BEGIN EXERCISE PASSAGE

I Own the Racecourse!

This week I was asked to take part in a radio discussion of I Own the Racecourse!, which has necessitated a quick re-read. (Tomorrow morning, 2SER Final Draft, if you're interested...)

A few years ago, I was asked to write the introduction to this new edition of Patricia Wrightson's beloved 1968 novel. I was hugely flattered, of course, but I'm not sure why Text approached me, perhaps because Crow Country had just won the Patricia Wrightson Prize at the NSW Premier's Awards, or because people were making comparisons between Wrightson's handling of Indigenous magic and the similar subject matter of Crow Country. But the magic at play in I Own the Racecourse! is of a very different kind, and nothing to do with Aboriginal culture.

Andy Hoddel is different from the other boys who skateboard and play cricket and scrounge for scrap on the streets of Appington Hill; though Wrightson never explicitly says so, he is intellectually disabled. He is vulnerable, and easily conned into thinking that he is the new owner of the racecourse. Indulged by the workers at the track, Andy's delusion becomes so deeply ingrained that, though his friends try to protect him, everyone, even the Committee themselves, end up going along with it.

END EXERCISE PASSAGE
BEGIN DATA FOR ANALYSIS

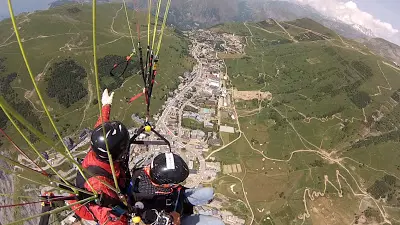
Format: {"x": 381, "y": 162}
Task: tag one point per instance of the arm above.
{"x": 104, "y": 216}
{"x": 106, "y": 115}
{"x": 106, "y": 101}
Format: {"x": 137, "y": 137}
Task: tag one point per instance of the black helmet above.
{"x": 168, "y": 168}
{"x": 117, "y": 139}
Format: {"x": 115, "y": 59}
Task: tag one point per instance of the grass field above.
{"x": 56, "y": 34}
{"x": 69, "y": 35}
{"x": 303, "y": 143}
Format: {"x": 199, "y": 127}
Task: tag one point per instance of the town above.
{"x": 193, "y": 116}
{"x": 192, "y": 119}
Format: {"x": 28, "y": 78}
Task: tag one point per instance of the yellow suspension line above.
{"x": 35, "y": 85}
{"x": 17, "y": 116}
{"x": 148, "y": 23}
{"x": 32, "y": 146}
{"x": 57, "y": 210}
{"x": 129, "y": 26}
{"x": 42, "y": 175}
{"x": 163, "y": 26}
{"x": 33, "y": 181}
{"x": 98, "y": 93}
{"x": 156, "y": 22}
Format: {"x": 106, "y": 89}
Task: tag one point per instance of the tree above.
{"x": 95, "y": 101}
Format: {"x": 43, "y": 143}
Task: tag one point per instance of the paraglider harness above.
{"x": 169, "y": 199}
{"x": 154, "y": 209}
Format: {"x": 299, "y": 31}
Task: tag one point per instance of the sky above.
{"x": 380, "y": 16}
{"x": 23, "y": 6}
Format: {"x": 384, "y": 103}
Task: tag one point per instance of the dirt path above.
{"x": 291, "y": 37}
{"x": 251, "y": 33}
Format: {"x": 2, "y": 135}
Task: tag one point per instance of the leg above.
{"x": 201, "y": 220}
{"x": 199, "y": 196}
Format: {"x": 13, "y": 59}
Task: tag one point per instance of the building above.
{"x": 207, "y": 111}
{"x": 69, "y": 143}
{"x": 191, "y": 165}
{"x": 208, "y": 124}
{"x": 197, "y": 134}
{"x": 213, "y": 84}
{"x": 214, "y": 166}
{"x": 214, "y": 142}
{"x": 85, "y": 133}
{"x": 227, "y": 129}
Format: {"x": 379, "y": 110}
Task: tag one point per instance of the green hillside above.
{"x": 58, "y": 43}
{"x": 330, "y": 128}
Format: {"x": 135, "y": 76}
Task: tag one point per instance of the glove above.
{"x": 107, "y": 99}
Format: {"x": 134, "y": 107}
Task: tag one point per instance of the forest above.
{"x": 65, "y": 82}
{"x": 107, "y": 63}
{"x": 386, "y": 188}
{"x": 21, "y": 106}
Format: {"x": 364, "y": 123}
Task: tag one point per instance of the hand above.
{"x": 107, "y": 99}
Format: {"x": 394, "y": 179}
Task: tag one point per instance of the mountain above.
{"x": 58, "y": 44}
{"x": 383, "y": 48}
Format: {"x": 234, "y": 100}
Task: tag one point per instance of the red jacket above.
{"x": 92, "y": 211}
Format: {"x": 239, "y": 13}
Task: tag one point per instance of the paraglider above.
{"x": 105, "y": 190}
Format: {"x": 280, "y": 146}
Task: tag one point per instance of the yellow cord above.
{"x": 156, "y": 22}
{"x": 32, "y": 146}
{"x": 96, "y": 73}
{"x": 148, "y": 23}
{"x": 129, "y": 26}
{"x": 163, "y": 26}
{"x": 48, "y": 141}
{"x": 35, "y": 85}
{"x": 54, "y": 211}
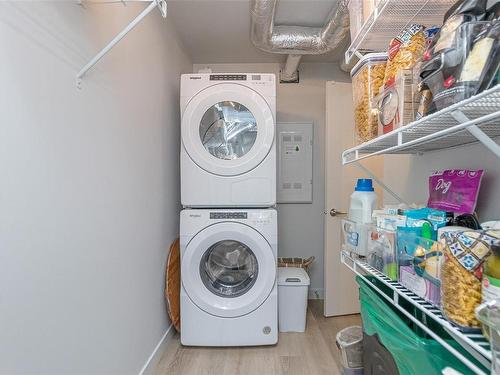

END DATA FOR ANALYSIS

## ACTIVITIES
[A] Answer these questions about the piece on I Own the Racecourse!:
(i) In what year did Patricia Wrightson's novel first appear?
(ii) Which prize had Crow Country won at the NSW Premier's Awards?
(iii) What is Andy Hoddel easily conned into thinking?
[B] Copy the piece on I Own the Racecourse! between "This week I" and "if you're interested...)", inclusive, swapping "radio" for "television".
[C] Write the next part of the piece on I Own the Racecourse!, picking up right after its final sentence.
The data plays no part in these tasks.

## TASK RESPONSES
[A]
(i) 1968
(ii) The Patricia Wrightson Prize
(iii) That he is the new owner of the racecourse

[B]
This week I was asked to take part in a television discussion of I Own the Racecourse!, which has necessitated a quick re-read. (Tomorrow morning, 2SER Final Draft, if you're interested...)

[C]
I had never read I Own the Racecourse! and strangely it turned out that I had a different, very personal connection to this particular novel. My sister, born the year after this book was published, also has an intellectual disability, and I could recognise her in Andy: her vulnerability, her stubbornness, her eagerness to belong. I found it impossible to write a truthful response to the book without talking about her.

This sparked off a deep discussion within my family. Should I write about something so private? How would my sister feel about it? Did she even think of herself as intellectually disabled? Believe it or not, this was not something we ever spoke about within the family. Asking my sister what she thought, giving her the introduction to read and approve, and discussing it with her, ended up being a really therapeutic process for the whole family and something that was long overdue.

As I say in the introduction, I just wish my sister had had a group of friends like Andy's.